* [Passage to read]
◇ ◇ ◇ ◇ ◇ ◇ ◇
Well after reading and getting great advice from you guys I went with the 235/45/18 >BG Sport Comp-2 and Enkei Tuning Raijin (Hyper Silver) 18/8" I decide to stay stock tire size. I'll put them on Wed


Sticky enough and great reviews on track and wet conditions. 








*Weight is only 20 lbs* that should lighten up each corner quite a bit.


----------



## Fender13 (Nov 18, 2015)

those are similar to my wheels, lighter but less concave. Should look nice


----------



## nam6869usmc (Aug 17, 2011)

Fender13 said:


> those are similar to my wheels, lighter but less concave. Should look nice


Ya, I think they'll look great a read and viewed so much stuff my head almost blew up.:banghead: I like the idea of loosing approx 8/9 lbs a wheel, that even sounds good.


----------



## spinnetti (Feb 18, 2000)

Well. where's the pics?


----------



## nam6869usmc (Aug 17, 2011)

spinnetti said:


> Well. where's the pics?


Well tirerack showed instock, then I received this email>
Hi James,

The wheels you ordered are getting into my Conneticut warehouse on Tuesday or Wednesday. We will get them sent out to Camp Hill the day they arrive, and it shows one day shipping. You should have the wheels Wednesday or Thursday of next week. Please let me know that's ok before I release the order

Thank you,

Chad

 hopefully the 10th


----------



## Fender13 (Nov 18, 2015)

The waiting sucks, still waiting to get my coilovers installed


----------



## nam6869usmc (Aug 17, 2011)

Fender13 said:


> The waiting sucks, still waiting to get my coilovers installed


Yes, the waiting always sucks and I think at 67 I don't want to risk to long of a wait.


----------



## nam6869usmc (Aug 17, 2011)

dup


----------



## Fender13 (Nov 18, 2015)

Post up some pics when it all gets on


----------



## nam6869usmc (Aug 17, 2011)

Fender13 said:


> Post up some pics when it all gets on


After being out of stock first, had some more bad luck, after getting them in at the Connecticut warehouse one was darker so they shipped from Ind location instead. Finally have tracking numbers and Chad said they will be here Fri, I'll get them on if the weather holds up then take some pictures of this little Red Monster.


----------



## Fender13 (Nov 18, 2015)

well ????


----------



## nam6869usmc (Aug 17, 2011)

Fender13 said:


> Post up some pics when it all gets on


The garage just finished them up, way to cold to start my air compressor. I think they look great but to cold for a real tire work out.
◇ ◇ ◇ ◇ ◇ ◇ ◇
* [Given entries]
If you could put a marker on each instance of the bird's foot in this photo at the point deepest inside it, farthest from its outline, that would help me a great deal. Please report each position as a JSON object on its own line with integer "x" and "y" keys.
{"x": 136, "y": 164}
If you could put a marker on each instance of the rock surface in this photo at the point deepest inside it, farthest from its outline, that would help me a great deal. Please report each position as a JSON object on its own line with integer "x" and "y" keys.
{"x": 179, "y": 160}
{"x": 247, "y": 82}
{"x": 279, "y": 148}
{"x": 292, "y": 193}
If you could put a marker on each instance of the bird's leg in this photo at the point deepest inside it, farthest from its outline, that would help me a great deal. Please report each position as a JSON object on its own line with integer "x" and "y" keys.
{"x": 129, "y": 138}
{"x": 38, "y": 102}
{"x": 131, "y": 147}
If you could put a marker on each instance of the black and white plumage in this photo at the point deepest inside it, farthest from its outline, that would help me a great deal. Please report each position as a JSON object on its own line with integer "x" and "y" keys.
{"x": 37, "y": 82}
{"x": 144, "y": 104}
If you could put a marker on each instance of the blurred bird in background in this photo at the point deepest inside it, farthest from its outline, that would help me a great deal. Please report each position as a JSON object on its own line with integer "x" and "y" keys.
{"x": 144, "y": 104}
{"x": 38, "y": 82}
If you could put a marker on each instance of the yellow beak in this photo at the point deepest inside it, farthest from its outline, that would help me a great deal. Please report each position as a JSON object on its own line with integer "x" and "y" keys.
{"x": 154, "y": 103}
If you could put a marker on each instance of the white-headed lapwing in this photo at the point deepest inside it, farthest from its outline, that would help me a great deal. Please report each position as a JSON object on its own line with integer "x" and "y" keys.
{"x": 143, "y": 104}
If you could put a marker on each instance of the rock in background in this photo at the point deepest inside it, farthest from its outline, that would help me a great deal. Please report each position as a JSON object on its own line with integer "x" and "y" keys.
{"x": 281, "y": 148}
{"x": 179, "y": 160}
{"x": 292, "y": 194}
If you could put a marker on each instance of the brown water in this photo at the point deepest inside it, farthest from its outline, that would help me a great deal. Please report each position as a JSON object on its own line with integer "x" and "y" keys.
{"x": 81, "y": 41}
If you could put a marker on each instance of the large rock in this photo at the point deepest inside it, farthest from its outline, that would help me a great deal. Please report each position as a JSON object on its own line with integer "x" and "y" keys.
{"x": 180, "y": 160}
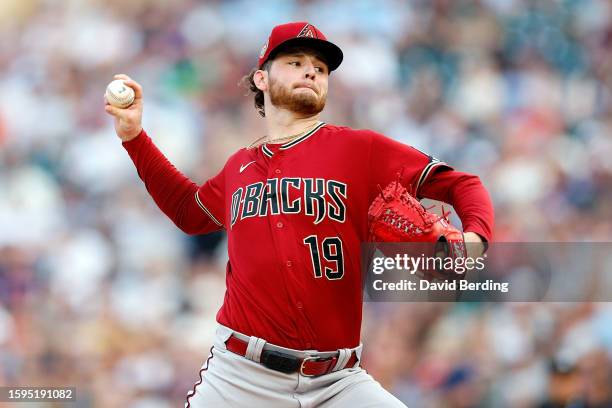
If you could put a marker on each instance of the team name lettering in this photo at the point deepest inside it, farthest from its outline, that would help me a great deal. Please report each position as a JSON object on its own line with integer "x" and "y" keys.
{"x": 315, "y": 197}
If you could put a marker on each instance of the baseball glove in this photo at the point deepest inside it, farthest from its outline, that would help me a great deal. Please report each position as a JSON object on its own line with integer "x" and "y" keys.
{"x": 396, "y": 216}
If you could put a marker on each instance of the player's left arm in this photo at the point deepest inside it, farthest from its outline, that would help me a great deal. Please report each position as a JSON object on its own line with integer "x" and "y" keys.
{"x": 468, "y": 196}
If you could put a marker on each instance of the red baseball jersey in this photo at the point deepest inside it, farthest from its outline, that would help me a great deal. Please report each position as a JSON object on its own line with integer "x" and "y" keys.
{"x": 295, "y": 216}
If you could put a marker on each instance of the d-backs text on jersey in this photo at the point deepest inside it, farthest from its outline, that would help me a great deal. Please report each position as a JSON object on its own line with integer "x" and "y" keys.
{"x": 314, "y": 197}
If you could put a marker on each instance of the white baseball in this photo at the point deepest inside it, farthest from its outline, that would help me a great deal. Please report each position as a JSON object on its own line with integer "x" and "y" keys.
{"x": 119, "y": 94}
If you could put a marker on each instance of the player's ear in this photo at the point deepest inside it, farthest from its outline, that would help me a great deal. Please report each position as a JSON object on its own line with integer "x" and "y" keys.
{"x": 260, "y": 78}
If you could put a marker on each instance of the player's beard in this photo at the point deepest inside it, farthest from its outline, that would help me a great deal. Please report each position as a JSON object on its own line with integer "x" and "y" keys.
{"x": 305, "y": 103}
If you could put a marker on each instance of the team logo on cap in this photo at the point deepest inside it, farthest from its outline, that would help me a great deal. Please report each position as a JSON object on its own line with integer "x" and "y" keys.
{"x": 263, "y": 49}
{"x": 307, "y": 31}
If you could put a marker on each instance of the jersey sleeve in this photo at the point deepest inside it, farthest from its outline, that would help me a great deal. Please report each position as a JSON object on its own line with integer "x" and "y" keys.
{"x": 195, "y": 210}
{"x": 390, "y": 159}
{"x": 210, "y": 198}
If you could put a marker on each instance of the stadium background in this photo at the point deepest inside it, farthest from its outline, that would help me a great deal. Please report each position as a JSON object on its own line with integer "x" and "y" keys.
{"x": 100, "y": 291}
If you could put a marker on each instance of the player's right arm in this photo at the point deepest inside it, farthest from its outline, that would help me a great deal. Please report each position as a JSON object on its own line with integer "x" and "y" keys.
{"x": 195, "y": 210}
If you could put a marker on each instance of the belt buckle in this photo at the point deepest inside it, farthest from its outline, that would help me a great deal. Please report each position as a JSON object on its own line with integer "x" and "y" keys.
{"x": 285, "y": 363}
{"x": 313, "y": 359}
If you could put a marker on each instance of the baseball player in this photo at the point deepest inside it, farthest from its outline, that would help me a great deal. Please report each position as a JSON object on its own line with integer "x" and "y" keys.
{"x": 294, "y": 205}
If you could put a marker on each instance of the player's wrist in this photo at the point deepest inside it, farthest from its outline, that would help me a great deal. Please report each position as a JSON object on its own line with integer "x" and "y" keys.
{"x": 126, "y": 137}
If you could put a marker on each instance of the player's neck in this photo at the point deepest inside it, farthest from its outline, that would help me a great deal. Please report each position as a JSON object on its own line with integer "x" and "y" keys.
{"x": 281, "y": 124}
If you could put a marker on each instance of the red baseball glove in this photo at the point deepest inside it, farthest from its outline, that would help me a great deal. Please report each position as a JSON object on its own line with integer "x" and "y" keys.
{"x": 396, "y": 216}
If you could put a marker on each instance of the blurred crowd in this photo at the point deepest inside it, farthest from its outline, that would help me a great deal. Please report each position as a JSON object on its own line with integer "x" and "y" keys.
{"x": 99, "y": 290}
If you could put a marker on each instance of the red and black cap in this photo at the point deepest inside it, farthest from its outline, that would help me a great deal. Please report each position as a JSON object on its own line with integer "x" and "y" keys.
{"x": 296, "y": 34}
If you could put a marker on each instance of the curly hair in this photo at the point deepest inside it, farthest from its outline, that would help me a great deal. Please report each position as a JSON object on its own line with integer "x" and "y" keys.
{"x": 248, "y": 82}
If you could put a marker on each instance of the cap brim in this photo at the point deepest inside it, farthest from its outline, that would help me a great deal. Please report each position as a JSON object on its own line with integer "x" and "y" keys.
{"x": 332, "y": 53}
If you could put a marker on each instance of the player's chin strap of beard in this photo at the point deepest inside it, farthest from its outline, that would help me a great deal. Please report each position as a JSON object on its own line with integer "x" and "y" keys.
{"x": 264, "y": 139}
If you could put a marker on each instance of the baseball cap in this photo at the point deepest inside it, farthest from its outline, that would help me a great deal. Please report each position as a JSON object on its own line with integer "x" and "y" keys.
{"x": 300, "y": 33}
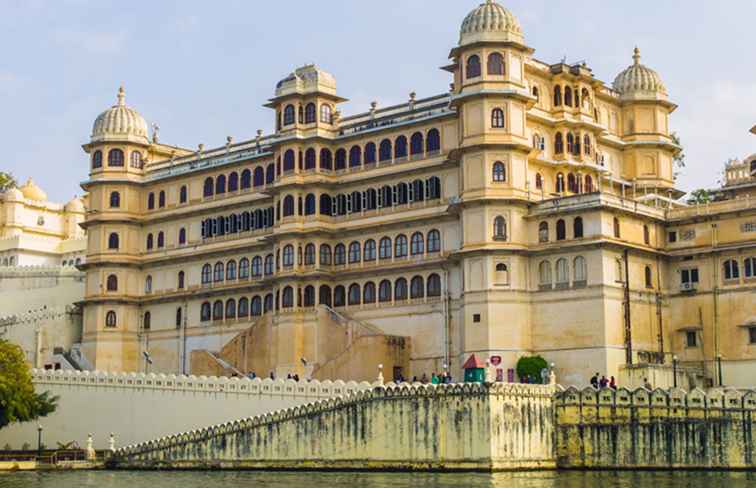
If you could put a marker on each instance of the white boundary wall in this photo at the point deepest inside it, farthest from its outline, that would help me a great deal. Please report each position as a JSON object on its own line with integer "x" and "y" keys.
{"x": 138, "y": 407}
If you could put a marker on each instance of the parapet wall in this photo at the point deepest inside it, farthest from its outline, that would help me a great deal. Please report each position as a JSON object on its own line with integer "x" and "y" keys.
{"x": 138, "y": 407}
{"x": 445, "y": 427}
{"x": 644, "y": 429}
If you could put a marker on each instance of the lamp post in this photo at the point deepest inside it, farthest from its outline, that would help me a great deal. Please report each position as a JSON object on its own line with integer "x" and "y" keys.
{"x": 39, "y": 440}
{"x": 719, "y": 366}
{"x": 674, "y": 371}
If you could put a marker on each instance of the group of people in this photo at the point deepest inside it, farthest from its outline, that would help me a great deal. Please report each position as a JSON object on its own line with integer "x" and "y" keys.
{"x": 603, "y": 382}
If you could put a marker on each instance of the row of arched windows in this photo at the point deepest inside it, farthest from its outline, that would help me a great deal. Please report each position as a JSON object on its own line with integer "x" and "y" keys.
{"x": 117, "y": 159}
{"x": 561, "y": 273}
{"x": 495, "y": 65}
{"x": 363, "y": 200}
{"x": 262, "y": 218}
{"x": 386, "y": 291}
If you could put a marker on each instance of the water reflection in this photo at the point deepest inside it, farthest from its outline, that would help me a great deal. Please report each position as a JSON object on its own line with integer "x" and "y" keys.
{"x": 546, "y": 479}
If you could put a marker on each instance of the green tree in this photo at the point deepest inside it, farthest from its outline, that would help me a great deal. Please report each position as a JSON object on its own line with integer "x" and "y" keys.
{"x": 700, "y": 196}
{"x": 18, "y": 400}
{"x": 531, "y": 367}
{"x": 7, "y": 181}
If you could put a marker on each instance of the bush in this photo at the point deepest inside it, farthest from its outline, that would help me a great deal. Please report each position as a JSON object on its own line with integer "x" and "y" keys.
{"x": 531, "y": 367}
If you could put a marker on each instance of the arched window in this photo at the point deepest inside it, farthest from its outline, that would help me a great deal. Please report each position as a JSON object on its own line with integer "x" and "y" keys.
{"x": 400, "y": 147}
{"x": 384, "y": 291}
{"x": 400, "y": 289}
{"x": 112, "y": 283}
{"x": 731, "y": 270}
{"x": 325, "y": 255}
{"x": 560, "y": 183}
{"x": 473, "y": 66}
{"x": 495, "y": 64}
{"x": 417, "y": 287}
{"x": 220, "y": 184}
{"x": 325, "y": 113}
{"x": 384, "y": 248}
{"x": 577, "y": 227}
{"x": 310, "y": 113}
{"x": 434, "y": 285}
{"x": 434, "y": 241}
{"x": 369, "y": 250}
{"x": 289, "y": 115}
{"x": 433, "y": 142}
{"x": 97, "y": 159}
{"x": 400, "y": 246}
{"x": 354, "y": 252}
{"x": 558, "y": 143}
{"x": 115, "y": 157}
{"x": 110, "y": 319}
{"x": 339, "y": 296}
{"x": 218, "y": 272}
{"x": 581, "y": 271}
{"x": 324, "y": 295}
{"x": 368, "y": 293}
{"x": 543, "y": 232}
{"x": 544, "y": 273}
{"x": 339, "y": 255}
{"x": 355, "y": 156}
{"x": 500, "y": 228}
{"x": 497, "y": 118}
{"x": 288, "y": 206}
{"x": 288, "y": 256}
{"x": 499, "y": 172}
{"x": 384, "y": 150}
{"x": 354, "y": 294}
{"x": 218, "y": 310}
{"x": 231, "y": 270}
{"x": 417, "y": 145}
{"x": 289, "y": 160}
{"x": 561, "y": 230}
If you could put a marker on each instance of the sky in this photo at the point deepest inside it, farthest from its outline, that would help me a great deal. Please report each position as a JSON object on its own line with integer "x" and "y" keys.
{"x": 202, "y": 70}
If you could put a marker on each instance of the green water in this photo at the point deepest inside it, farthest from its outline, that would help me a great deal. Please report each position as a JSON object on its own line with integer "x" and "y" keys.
{"x": 561, "y": 479}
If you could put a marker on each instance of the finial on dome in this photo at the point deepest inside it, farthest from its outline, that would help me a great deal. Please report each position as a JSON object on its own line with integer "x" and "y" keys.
{"x": 121, "y": 96}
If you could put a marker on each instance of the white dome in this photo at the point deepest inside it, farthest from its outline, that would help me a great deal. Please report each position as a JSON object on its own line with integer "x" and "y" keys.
{"x": 490, "y": 22}
{"x": 120, "y": 123}
{"x": 638, "y": 79}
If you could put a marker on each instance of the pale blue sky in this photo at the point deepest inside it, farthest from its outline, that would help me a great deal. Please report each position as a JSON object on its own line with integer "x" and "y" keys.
{"x": 202, "y": 70}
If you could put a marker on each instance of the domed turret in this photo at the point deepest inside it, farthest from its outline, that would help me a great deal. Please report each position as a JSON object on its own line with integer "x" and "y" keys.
{"x": 490, "y": 22}
{"x": 120, "y": 123}
{"x": 639, "y": 80}
{"x": 31, "y": 191}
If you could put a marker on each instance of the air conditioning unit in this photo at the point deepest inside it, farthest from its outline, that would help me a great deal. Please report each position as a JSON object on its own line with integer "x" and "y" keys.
{"x": 687, "y": 286}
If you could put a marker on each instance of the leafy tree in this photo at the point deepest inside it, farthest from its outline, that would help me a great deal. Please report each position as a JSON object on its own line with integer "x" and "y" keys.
{"x": 699, "y": 196}
{"x": 7, "y": 181}
{"x": 18, "y": 400}
{"x": 531, "y": 367}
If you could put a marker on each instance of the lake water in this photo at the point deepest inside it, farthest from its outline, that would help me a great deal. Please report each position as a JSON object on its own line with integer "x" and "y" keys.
{"x": 547, "y": 479}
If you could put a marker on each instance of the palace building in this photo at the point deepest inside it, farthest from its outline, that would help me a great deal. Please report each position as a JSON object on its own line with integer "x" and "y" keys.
{"x": 529, "y": 210}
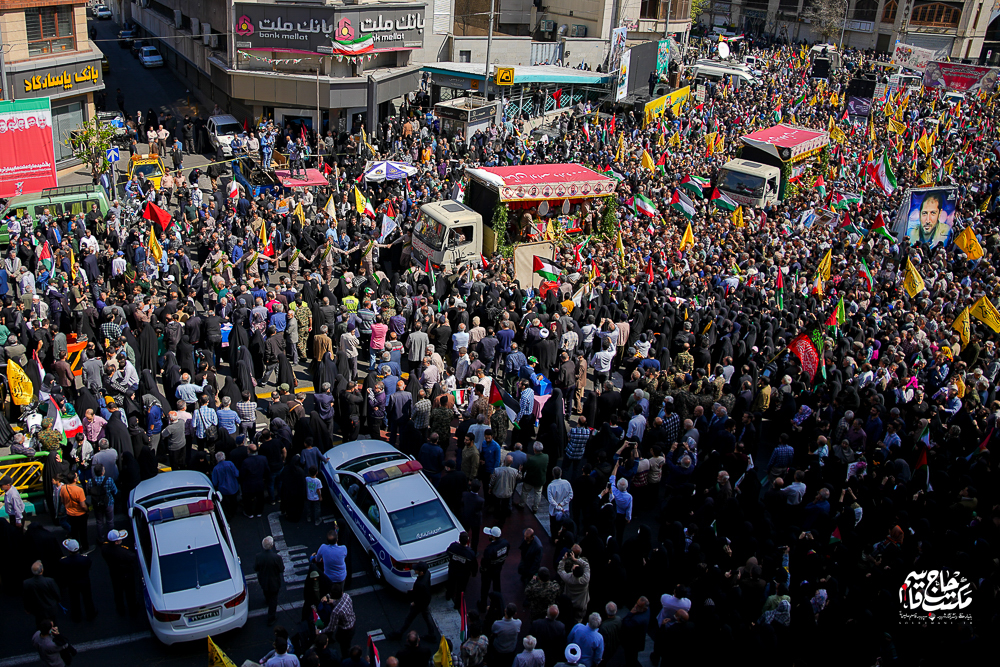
◇ ◇ ◇ ◇ ◇ ◇ ◇
* [Exercises]
**1)** From the wheel-and-tire thread, quote the passage that starts with "Ya, I think" and goes on through "even sounds good.".
**2)** Answer these questions using the wheel-and-tire thread:
(a) What tire size did the poster choose?
(b) How much does each wheel weigh?
(c) Why were the wheels shipped from the Ind location instead of the Connecticut warehouse?

* [Final results]
**1)**
Ya, I think they'll look great a read and viewed so much stuff my head almost blew up.:banghead: I like the idea of loosing approx 8/9 lbs a wheel, that even sounds good.

**2)**
(a) 235/45/18
(b) 20 lbs
(c) One of the wheels was darker.